* [Data for this exercise]:
--
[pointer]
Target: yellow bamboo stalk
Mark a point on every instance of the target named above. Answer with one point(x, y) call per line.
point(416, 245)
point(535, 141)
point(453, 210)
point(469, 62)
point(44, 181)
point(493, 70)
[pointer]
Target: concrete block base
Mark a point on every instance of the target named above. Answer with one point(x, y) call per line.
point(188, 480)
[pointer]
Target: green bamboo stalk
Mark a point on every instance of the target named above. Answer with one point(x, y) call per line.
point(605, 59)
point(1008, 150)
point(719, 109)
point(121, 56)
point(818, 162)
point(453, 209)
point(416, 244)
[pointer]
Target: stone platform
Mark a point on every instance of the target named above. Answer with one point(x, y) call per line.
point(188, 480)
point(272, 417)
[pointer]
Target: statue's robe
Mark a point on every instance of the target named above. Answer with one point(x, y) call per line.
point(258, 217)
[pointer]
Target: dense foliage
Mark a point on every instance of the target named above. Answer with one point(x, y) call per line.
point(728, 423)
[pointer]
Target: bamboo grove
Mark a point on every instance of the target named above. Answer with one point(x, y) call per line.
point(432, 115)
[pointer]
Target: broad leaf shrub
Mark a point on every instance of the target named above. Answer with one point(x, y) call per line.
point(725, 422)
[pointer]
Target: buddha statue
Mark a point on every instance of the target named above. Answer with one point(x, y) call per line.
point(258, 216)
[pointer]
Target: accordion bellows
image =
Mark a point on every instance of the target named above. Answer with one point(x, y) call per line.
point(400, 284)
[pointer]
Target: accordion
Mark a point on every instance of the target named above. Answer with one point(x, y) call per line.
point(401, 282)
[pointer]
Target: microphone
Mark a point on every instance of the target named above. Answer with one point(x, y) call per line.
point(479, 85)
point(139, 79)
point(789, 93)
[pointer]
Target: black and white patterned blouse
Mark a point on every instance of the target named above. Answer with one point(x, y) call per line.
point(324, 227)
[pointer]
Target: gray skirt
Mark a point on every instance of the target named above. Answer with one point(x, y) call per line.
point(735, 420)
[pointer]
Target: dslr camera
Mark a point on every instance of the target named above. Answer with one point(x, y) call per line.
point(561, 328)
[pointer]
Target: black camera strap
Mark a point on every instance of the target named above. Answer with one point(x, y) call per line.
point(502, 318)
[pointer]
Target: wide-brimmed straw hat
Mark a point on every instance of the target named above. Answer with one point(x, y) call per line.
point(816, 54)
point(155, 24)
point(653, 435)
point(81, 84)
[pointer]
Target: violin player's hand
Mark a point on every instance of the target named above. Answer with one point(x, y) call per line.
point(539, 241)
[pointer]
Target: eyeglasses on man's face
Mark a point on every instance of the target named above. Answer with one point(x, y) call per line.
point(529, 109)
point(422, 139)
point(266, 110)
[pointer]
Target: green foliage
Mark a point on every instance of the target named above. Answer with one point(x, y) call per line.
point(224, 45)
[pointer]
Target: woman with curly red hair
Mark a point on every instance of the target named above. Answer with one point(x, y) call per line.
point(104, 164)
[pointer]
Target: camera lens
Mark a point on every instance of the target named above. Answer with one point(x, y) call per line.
--
* [Task brief]: Reproduce all of the records exactly.

* [Solution for this problem]:
[pointer]
Target: yellow bamboo stalk
Mark a point on every instance of the target named above. Answer with one point(x, y) call per line.
point(416, 245)
point(535, 141)
point(453, 210)
point(469, 62)
point(44, 181)
point(493, 70)
[pointer]
Target: concrete block base
Mark a point on every instance of the target named above. Answer with one point(x, y) call per line.
point(188, 480)
[pointer]
Target: green bamboo stalk
Mark a point on every instance of the target named above. Answer with one point(x, y) call per line.
point(605, 59)
point(1008, 150)
point(719, 109)
point(121, 56)
point(818, 162)
point(453, 209)
point(416, 244)
[pointer]
Target: stone platform
Mark a point on every instance of the target named above. Answer with one point(x, y) call per line.
point(188, 480)
point(272, 417)
[pointer]
Target: statue's robe
Mark a point on every instance of the target named above. Answer with one point(x, y) call per line.
point(258, 217)
[pointer]
Target: dense foliage
Mark a point on every instance of the target named above. Answer with one point(x, y) call per line.
point(728, 423)
[pointer]
Target: bamboo grove
Mark a point on every instance of the target named above. Answer with one point(x, y) call per line.
point(432, 115)
[pointer]
Target: broad leaf shrub
Mark a point on every instance of the target named above. Answer with one point(x, y) call per line.
point(725, 422)
[pointer]
Target: buddha statue
Mark a point on every instance of the target named above. Answer with one point(x, y) call per line.
point(258, 216)
[pointer]
Target: accordion bellows
image =
Mark a point on every instance of the target named above. Answer with one point(x, y) call per line.
point(400, 284)
[pointer]
Target: accordion
Mark a point on every instance of the target named above. Answer with one point(x, y) call per line.
point(401, 282)
[pointer]
Target: microphone
Mark a point on every instance of the target named above. Answer with one point(x, y) call per line.
point(479, 85)
point(139, 79)
point(789, 93)
[pointer]
Target: black and white patterned blouse
Mark a point on every instance of the target named above. Answer with one point(x, y) call per line.
point(324, 227)
[pointer]
Target: gray skirt
Mark a point on every instance of the target named above. Answer with one point(x, y) call per line.
point(735, 420)
[pointer]
Target: dslr camera
Mark a point on every instance of the target named above. Answer with one point(x, y) call per line.
point(561, 328)
[pointer]
Target: black camera strap
Mark a point on every instance of the target named above. Answer with one point(x, y) call per line.
point(502, 318)
[pointer]
Target: wide-brimmed straw hat
Mark a point on every instance of the target named above. Answer with one point(x, y) call per line.
point(816, 54)
point(155, 24)
point(653, 435)
point(81, 84)
[pointer]
Target: violin player's hand
Mark a point on every instance of the target named above. Answer with one point(x, y) call per line.
point(539, 241)
[pointer]
Target: eyeglasses on man's face
Mark a point on every instance of the target named above. Answer with one point(x, y) call per line.
point(529, 109)
point(422, 139)
point(266, 110)
[pointer]
Target: green foliage
Mark a point on every instance of the target named above. Answer with one point(x, y) call per line.
point(224, 45)
[pointer]
Target: woman with curly red hair
Mark a point on every instance of the target named above. Answer with one point(x, y) call per line.
point(104, 164)
[pointer]
Target: camera lens
Mark a point on every instance of the target named above. Answer with one point(x, y) call per line.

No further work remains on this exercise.